## What you should do
Could you print all the entries exactly?

::: Data to use :::

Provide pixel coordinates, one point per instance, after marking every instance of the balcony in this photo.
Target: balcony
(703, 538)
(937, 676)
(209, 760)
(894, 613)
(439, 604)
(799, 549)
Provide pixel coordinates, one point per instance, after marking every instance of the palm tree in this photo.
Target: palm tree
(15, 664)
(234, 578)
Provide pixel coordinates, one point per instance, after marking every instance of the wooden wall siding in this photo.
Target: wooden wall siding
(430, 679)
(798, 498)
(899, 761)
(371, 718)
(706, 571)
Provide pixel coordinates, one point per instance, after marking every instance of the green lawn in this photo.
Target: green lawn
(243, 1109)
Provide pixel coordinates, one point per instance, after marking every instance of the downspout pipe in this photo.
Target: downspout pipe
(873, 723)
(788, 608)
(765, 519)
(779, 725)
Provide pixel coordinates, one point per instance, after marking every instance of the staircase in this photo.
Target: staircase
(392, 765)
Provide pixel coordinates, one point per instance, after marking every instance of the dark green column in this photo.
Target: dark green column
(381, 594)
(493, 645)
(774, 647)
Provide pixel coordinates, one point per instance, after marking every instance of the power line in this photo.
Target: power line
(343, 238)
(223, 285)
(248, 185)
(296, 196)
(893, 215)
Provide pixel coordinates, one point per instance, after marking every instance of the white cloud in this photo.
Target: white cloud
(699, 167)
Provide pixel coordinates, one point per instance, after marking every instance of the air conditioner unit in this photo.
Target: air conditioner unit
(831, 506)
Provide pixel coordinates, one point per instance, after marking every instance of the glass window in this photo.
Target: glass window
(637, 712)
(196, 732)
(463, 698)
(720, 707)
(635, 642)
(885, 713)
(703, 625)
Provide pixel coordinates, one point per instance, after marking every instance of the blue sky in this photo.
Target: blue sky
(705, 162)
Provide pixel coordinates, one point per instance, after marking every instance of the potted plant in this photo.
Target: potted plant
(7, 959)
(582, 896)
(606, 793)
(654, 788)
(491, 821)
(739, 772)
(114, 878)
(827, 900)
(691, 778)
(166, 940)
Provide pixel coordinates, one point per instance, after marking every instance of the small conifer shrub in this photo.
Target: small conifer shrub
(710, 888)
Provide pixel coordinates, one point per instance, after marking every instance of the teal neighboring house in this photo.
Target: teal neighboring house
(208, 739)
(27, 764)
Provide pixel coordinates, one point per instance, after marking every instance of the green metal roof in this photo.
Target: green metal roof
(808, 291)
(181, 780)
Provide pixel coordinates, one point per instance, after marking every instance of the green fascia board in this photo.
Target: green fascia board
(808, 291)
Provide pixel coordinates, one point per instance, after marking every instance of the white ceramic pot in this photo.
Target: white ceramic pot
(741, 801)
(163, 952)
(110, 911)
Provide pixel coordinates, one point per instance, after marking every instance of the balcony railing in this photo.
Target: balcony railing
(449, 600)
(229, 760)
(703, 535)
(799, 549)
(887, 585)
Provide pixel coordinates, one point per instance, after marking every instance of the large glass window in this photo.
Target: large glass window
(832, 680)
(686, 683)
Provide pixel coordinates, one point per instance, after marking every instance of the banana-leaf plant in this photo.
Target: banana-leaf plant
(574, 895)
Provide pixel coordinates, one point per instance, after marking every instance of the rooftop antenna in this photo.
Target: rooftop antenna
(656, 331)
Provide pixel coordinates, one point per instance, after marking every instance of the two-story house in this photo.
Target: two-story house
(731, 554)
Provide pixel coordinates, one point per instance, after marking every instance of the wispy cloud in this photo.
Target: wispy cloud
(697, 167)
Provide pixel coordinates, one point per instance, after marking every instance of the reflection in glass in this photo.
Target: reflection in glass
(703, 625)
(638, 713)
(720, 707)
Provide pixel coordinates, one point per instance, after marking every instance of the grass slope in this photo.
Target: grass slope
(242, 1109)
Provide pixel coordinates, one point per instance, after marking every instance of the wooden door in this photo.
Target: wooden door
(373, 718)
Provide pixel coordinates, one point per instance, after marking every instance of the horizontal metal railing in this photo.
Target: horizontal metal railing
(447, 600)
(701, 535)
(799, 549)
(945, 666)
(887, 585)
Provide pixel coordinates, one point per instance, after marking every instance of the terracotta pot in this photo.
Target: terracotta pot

:::

## Full solution
Provide pixel coordinates, one point per instance, after marking every instance of the balcony in this photo.
Target: balcony
(703, 538)
(937, 676)
(209, 760)
(894, 613)
(439, 604)
(799, 549)
Provide pixel coordinates, one point per instance, after marking every instance of the palm tree in this photo.
Target: palm tree
(15, 664)
(234, 578)
Provide pixel coordinates, one point per instance, after marking every instance of the wooden wall siding in this photo.
Target: wooden wall siding
(430, 679)
(798, 498)
(899, 761)
(371, 718)
(706, 571)
Provide pixel coordinates, one point per instance, after marking every instance of the green lawn in this photo.
Target: green lawn
(243, 1109)
Provide pixel coordinates, one point per instance, after marking every instance of the downspout pipe in this photo.
Target: downspout pipe
(873, 723)
(788, 608)
(765, 519)
(779, 725)
Provide pixel coordinates, one point per instance, after marking every instance of the staircase in this photo.
Target: staircase
(392, 765)
Provide pixel coordinates, one point per instance, after marking every instance of the dark green column in this photo.
Target: dark green column
(381, 594)
(493, 645)
(774, 647)
Provide pixel coordinates, one point per instance, after marking every instance of the power line in this photo.
Target: power line
(343, 238)
(223, 285)
(248, 185)
(296, 196)
(893, 215)
Provide pixel coordinates, one point per instance, after marking every instance of the white cloud in this photo.
Target: white cloud
(699, 167)
Provide pixel coordinates, one point per instance, after marking every instance of the air conditioner unit in this photo.
Target: air conditioner unit
(831, 506)
Provide pixel coordinates, one point per instance, after marking every instance of the glass window in this photo.
Target: glass window
(637, 712)
(196, 732)
(463, 698)
(720, 707)
(635, 642)
(885, 713)
(703, 625)
Provide pixel coordinates, one point per instance, after marking every instance of the blue sky in this photo.
Target: blue sky
(705, 162)
Provide pixel coordinates, one point per instance, after marking every instance of the potted plant in this photo.
Target: potted plant
(7, 959)
(582, 896)
(606, 793)
(654, 788)
(491, 821)
(739, 772)
(114, 878)
(827, 900)
(691, 778)
(166, 940)
Provide pixel coordinates, one point per instance, after marking every instance of the small conifer shrub in this photo.
Target: small conifer shrub
(710, 888)
Provide pixel coordinates, one point per instance, after marking every instance of the teal neighboring house in this photo.
Target: teal neighboring house
(208, 739)
(27, 764)
Provide pixel coordinates, one point per instance, after marking every instance of the green metal roof in this photo.
Target: green metal roof
(808, 291)
(181, 780)
Provide pixel coordinates, one point per instance, after marking every instance of the green fascia board in this photo.
Target: green fascia board
(808, 291)
Provide pixel coordinates, one point per instance, after marking every instance of the white ceramic pot in this photo.
Target: white ceramic pot
(741, 801)
(163, 952)
(110, 911)
Provide pixel coordinates, one point per instance, after marking every instance of the balcony railing in this photo.
Target: balcony railing
(449, 600)
(229, 760)
(703, 535)
(799, 549)
(887, 585)
Provide pixel coordinates, one point per instance, after marking every instance of the large glass window in this photo.
Target: large glass window
(832, 680)
(686, 683)
Provide pixel coordinates, one point per instance, after marking every instance of the banana-leaf plant in this photo.
Target: banana-leaf plant
(574, 895)
Provide pixel coordinates, one point per instance, after marking every instance of the rooftop antenna in this photo.
Target: rooftop antenna
(656, 331)
Provide pixel coordinates, one point per instance, after marking every instance of the two-story house in this photo.
Target: two-story house
(731, 554)
Provide pixel coordinates, one point per instance, after marking every instance of the wispy cloud in this photo.
Target: wispy cloud
(697, 167)
Provide pixel coordinates, one point per instance, after marking every instance of the reflection in glass in this photo.
Target: reflection in glass
(703, 625)
(638, 713)
(720, 707)
Provide pixel coordinates, one point per instance, after marking every instance of the grass slope in this photo.
Target: grass slope
(242, 1109)
Provide pixel coordinates, one point per instance, after marking every instance of the wooden door in this photo.
Target: wooden door
(373, 718)
Provide pixel coordinates, one point per instance, after marking every instance of the horizontal metal railing in this photo.
Target: horizontal metal railing
(447, 600)
(701, 535)
(799, 549)
(945, 666)
(887, 585)
Provide pixel coordinates, one point per instance, after marking every instance of the terracotta pot in this photo.
Target: terracotta pot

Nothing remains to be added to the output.